Problem description: Retype all of the data below word for word, keeping every line as it is.

Collected data entries
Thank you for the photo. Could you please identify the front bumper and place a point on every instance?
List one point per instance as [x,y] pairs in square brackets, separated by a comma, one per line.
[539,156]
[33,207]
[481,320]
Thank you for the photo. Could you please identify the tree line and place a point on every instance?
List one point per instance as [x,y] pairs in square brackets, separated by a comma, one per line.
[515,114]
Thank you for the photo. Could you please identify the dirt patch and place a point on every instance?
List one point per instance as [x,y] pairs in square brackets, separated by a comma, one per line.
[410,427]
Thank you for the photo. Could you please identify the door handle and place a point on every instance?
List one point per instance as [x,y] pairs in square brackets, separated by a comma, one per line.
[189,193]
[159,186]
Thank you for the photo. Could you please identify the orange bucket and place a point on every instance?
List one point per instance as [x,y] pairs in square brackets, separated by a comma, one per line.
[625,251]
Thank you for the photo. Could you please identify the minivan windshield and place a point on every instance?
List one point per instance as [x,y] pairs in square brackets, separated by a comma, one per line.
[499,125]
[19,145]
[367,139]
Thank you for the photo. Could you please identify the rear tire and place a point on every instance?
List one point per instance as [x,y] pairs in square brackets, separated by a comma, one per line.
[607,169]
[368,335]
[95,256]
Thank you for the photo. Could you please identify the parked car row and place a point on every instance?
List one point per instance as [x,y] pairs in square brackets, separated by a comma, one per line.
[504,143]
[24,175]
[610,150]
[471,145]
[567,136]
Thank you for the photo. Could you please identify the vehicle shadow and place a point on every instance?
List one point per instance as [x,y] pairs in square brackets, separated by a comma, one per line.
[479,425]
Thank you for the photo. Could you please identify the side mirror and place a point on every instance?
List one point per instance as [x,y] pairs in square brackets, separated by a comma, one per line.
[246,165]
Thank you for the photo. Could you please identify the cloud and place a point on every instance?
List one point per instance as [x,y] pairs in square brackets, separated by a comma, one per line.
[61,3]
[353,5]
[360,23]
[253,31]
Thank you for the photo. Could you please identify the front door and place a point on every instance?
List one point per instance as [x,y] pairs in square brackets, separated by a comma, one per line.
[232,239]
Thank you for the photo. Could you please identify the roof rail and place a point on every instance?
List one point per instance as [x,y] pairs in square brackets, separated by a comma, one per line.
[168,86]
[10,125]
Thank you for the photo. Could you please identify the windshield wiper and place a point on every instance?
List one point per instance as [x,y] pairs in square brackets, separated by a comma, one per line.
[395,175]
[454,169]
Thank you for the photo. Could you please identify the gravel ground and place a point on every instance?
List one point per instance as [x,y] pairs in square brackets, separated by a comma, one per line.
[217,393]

Completed task:
Thank you for the photo. Could you please identify the front bumper and place a point on every instance?
List one point per instance as [x,y] pairs in square brackets, separated by a comma, one per line.
[539,156]
[33,207]
[481,320]
Thank you for the photo. Could you please identify the tree line and place a point on every instance?
List one point per instance as [x,y] pairs in square brackets, separated by a comma, one per line.
[515,114]
Thank you for the photo. Could you please identify the dirt patch and place a point on every instance?
List one point per instance as [x,y] pairs in square brackets, separated by a comma, one per line.
[410,427]
Thank you for the photo. Could you please identify the door handle and place a point on every instance?
List one point per instance as [x,y] pairs in square brackets, separated by a comma, one per line.
[189,193]
[159,186]
Thank you for the photo. Could you please identify the orange bucket and place a point on every instance?
List one point per instance as [x,y] pairs in square brackets, separated by a comma, one per line.
[625,251]
Thank you for the photo. Could you please identify the minivan windshield and place a point on every instance?
List one point per instance as [x,y] pairs in square brackets, separated by a comma, one per line.
[499,125]
[19,145]
[367,139]
Thank you for the photo. Could you please identify the rear tire and place a point on every instance?
List one point per instance as [x,y] pairs in square brackets, separated by a comma, one per line.
[607,169]
[368,335]
[95,256]
Thank you for the photo. Could you please identify the parked car row and place a point on every instance?
List one point per instance as [x,y] pairs in square brackets, separated by a comma, one per line.
[504,143]
[24,175]
[610,150]
[471,145]
[567,136]
Thank you for the photo. Could you please identify the vehicle shadow and place a point on every instance?
List one point per instance as [x,y] pairs in square brackets, separated by a comma, one per line.
[479,425]
Thank you for the photo. Could you please identify the side mirror and place a point on every instance?
List one point per instance as [x,y] pairs in square brackets, separated by a comma, one per line.
[246,165]
Thank you for the photo. Could you please identify the cloud and place a point on every instance?
List one point per instance as [x,y] pairs in square brackets, separated by a comma, one per line.
[61,3]
[353,5]
[360,23]
[253,31]
Thank you for the photo. Could you please identify the front door and place a point on every instance?
List one point per instance as [x,y] pairs in square brackets, separated by a comma, one per line.
[232,239]
Thank you for the photo. Could you please identify the roof rail and place a point on every instance?
List one point per instance as [x,y] pairs in square brackets, separated by a comma, one per line.
[168,86]
[10,125]
Thank you for the photo. Could you please identify the windshield wiper and place a point on every instance?
List one point per instance as [x,y] pairs in square brackets, separated by a comma, one per line.
[395,175]
[454,169]
Thank you for the photo. Could you please identify the gravel ground and place a point on every instance?
List one point per instance as [x,y] pairs in square brackets, separated by a comma, one per line.
[217,393]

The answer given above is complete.